• STUDY MATERIAL:

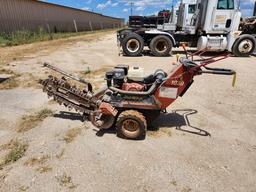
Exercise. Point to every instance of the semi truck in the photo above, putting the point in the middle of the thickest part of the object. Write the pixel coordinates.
(214, 25)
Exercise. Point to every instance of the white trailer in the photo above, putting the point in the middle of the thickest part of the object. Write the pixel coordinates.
(213, 26)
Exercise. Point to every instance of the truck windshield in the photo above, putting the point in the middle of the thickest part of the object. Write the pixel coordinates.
(191, 9)
(225, 4)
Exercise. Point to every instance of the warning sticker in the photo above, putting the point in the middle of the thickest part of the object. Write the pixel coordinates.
(220, 19)
(169, 92)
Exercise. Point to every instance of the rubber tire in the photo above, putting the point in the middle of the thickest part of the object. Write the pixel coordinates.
(134, 115)
(238, 41)
(153, 43)
(129, 37)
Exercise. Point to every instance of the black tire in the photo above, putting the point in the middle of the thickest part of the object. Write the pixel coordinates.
(161, 46)
(240, 47)
(133, 44)
(131, 124)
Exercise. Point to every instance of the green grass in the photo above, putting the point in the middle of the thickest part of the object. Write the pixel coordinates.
(25, 37)
(16, 149)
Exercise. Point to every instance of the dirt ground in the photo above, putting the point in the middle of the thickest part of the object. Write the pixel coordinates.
(207, 141)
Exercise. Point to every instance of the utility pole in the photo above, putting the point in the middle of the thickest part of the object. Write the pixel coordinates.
(254, 12)
(131, 3)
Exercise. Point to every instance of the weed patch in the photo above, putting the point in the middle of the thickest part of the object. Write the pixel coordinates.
(36, 160)
(66, 181)
(17, 150)
(44, 169)
(72, 134)
(28, 122)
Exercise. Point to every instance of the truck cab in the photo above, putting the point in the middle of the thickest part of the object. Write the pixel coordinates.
(217, 16)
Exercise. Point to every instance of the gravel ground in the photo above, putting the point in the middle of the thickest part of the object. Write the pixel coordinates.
(207, 142)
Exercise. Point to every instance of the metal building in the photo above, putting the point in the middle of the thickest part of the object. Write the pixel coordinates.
(33, 15)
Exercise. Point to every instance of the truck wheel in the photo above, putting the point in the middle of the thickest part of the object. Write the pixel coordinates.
(161, 46)
(244, 46)
(133, 44)
(131, 124)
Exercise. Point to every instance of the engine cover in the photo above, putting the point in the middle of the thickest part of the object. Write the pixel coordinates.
(132, 87)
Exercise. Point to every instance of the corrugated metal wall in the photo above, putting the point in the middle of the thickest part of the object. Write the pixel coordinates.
(31, 15)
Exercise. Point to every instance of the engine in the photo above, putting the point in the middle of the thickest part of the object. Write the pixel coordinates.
(133, 79)
(119, 78)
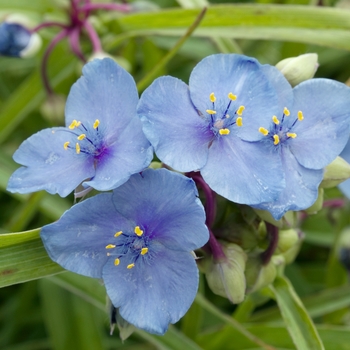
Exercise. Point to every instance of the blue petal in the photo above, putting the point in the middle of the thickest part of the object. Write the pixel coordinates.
(178, 134)
(129, 154)
(14, 38)
(244, 77)
(301, 189)
(151, 296)
(243, 172)
(105, 92)
(166, 205)
(325, 129)
(48, 166)
(78, 240)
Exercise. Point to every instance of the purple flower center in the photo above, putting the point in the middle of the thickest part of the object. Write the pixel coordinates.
(223, 115)
(132, 247)
(282, 130)
(88, 139)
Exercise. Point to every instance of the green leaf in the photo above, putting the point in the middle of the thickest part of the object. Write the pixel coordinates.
(299, 324)
(308, 24)
(24, 258)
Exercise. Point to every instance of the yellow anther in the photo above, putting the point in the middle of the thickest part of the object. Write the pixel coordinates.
(110, 246)
(264, 131)
(286, 111)
(232, 97)
(138, 231)
(275, 120)
(96, 124)
(224, 131)
(292, 135)
(144, 251)
(81, 137)
(73, 124)
(240, 110)
(117, 234)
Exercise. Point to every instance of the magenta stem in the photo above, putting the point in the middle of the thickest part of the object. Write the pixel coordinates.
(113, 7)
(61, 35)
(273, 237)
(75, 44)
(95, 40)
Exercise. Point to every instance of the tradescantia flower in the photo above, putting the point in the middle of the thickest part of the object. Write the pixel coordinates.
(139, 240)
(17, 41)
(310, 130)
(210, 126)
(102, 145)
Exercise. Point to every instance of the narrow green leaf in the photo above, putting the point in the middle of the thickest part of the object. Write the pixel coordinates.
(24, 258)
(308, 24)
(299, 324)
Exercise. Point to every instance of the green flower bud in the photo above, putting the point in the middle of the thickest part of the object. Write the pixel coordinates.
(335, 173)
(226, 278)
(298, 69)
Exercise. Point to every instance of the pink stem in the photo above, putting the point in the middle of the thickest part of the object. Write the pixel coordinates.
(61, 35)
(95, 40)
(75, 44)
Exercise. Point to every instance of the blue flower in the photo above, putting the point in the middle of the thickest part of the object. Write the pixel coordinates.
(210, 126)
(308, 133)
(139, 240)
(14, 39)
(102, 144)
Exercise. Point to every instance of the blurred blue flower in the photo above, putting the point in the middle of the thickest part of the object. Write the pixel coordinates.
(102, 144)
(307, 137)
(345, 186)
(14, 39)
(139, 240)
(210, 126)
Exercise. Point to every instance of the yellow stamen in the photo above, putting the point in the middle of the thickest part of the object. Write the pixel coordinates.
(138, 231)
(240, 110)
(144, 251)
(96, 124)
(117, 234)
(286, 111)
(110, 246)
(276, 139)
(224, 131)
(264, 131)
(73, 124)
(293, 135)
(232, 97)
(275, 120)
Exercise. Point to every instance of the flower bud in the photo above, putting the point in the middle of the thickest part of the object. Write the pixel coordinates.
(226, 278)
(258, 275)
(16, 40)
(335, 173)
(298, 69)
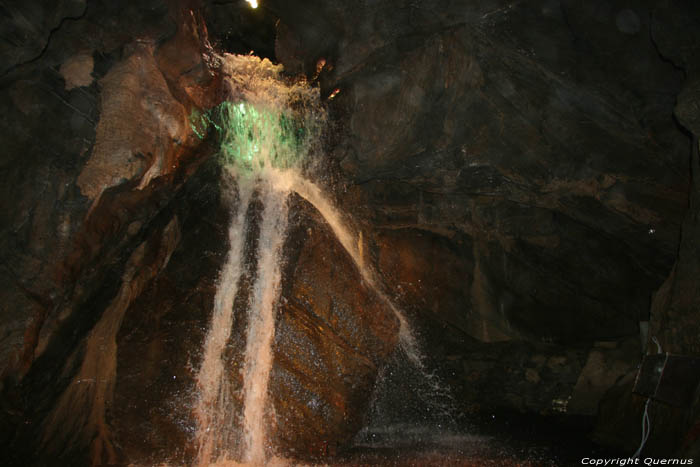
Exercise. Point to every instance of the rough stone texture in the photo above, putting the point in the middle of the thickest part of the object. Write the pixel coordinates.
(520, 172)
(515, 167)
(333, 334)
(556, 164)
(607, 363)
(71, 265)
(675, 315)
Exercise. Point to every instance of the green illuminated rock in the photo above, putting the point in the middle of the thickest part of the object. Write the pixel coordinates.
(250, 137)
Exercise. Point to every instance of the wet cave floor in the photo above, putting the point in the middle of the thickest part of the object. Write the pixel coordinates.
(494, 439)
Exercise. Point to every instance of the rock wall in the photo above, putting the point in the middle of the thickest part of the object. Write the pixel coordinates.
(113, 234)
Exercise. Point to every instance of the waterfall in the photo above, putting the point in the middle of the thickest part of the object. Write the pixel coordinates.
(213, 410)
(268, 130)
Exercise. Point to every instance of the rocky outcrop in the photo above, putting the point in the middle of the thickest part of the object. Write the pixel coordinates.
(562, 175)
(333, 334)
(675, 320)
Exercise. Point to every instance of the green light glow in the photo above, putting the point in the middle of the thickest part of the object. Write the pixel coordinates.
(251, 138)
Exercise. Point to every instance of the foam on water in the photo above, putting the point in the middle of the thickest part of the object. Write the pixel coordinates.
(268, 131)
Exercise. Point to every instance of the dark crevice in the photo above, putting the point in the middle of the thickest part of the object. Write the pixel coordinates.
(48, 41)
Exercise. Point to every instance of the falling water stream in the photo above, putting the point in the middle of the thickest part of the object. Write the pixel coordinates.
(269, 131)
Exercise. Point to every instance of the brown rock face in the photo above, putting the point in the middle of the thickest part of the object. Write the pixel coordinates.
(332, 335)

• WHAT IS BEING ASKED: With the line containing "Exercise. Point to every instance of the falling" as the first, output each line through the final line of the entries above, exactly.

• SOLUTION TO THE PROBLEM:
Exercise. Point to every instance of the falling water stream in the photo above, putting the point in the middle of the thickest part of the object. Write the pixel coordinates.
(269, 131)
Exercise. Point to every instance of the brown rock face in the photo above, putting the point in the middle of the thickest part of the object. Write the pixel coordinates.
(332, 335)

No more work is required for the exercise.